____ SUPPLIED PASSAGE

A highly aggressive treatment that reduces deaths and prevents further transmission of XDR-TB has been developed by scientists in Russia and the US.

The study was published online in The Lancet. Success is maximized by individually assessing drug susceptibility in each patient, and making sure they follow their individually designed treatment programme which ideally includes at least five drugs to which their particular strain of TB is susceptible.

The normal treatment for TB is a course of four standard, or first-line, anti TB drugs. If these are misused or not managed correctly (for instance interruption or failure to complete the course), the result can be that non-resistant TB mutates into multidrug-resistant TB (MDR-TB). This form takes longer to treat with second-line drugs, which cost more and have more side effects.

If the second-line drugs are also misused or mismanaged, then the MDR TB can turn into XDR TB, the most drug-resistant form of the disease. It is therefore important that TB control is managed properly to prevent the rise of resistant forms.

________
____ DATA LISTING

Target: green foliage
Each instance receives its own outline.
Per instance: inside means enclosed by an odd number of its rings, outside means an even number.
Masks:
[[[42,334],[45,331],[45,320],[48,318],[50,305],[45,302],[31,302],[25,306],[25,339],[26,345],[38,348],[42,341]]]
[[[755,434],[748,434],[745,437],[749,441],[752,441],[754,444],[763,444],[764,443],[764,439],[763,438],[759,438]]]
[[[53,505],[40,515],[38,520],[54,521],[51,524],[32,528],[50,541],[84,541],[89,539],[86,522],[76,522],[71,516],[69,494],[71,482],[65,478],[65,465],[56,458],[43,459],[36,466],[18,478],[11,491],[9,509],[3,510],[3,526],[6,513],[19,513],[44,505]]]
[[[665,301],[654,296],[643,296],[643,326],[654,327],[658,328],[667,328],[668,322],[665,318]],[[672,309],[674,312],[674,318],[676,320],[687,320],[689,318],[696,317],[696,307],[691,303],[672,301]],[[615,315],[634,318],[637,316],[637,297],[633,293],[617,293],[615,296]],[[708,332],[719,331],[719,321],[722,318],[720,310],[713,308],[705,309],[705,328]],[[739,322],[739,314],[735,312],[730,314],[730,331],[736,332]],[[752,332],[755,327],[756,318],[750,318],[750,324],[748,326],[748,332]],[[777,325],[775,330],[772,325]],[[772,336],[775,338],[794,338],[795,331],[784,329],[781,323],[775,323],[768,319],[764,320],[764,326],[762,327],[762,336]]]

________

EXERCISE SET
**a.** According to the XDR-TB passage, where was the study published online?
**b.** In the XDR-TB passage, revise the part from "A highly aggressive" to "TB is susceptible." so that "scientists" becomes "researchers".

PER-TASK OUTPUTS
**a.** In The Lancet.

**b.**
A highly aggressive treatment that reduces deaths and prevents further transmission of XDR-TB has been developed by researchers in Russia and the US.

The study was published online in The Lancet. Success is maximized by individually assessing drug susceptibility in each patient, and making sure they follow their individually designed treatment programme which ideally includes at least five drugs to which their particular strain of TB is susceptible.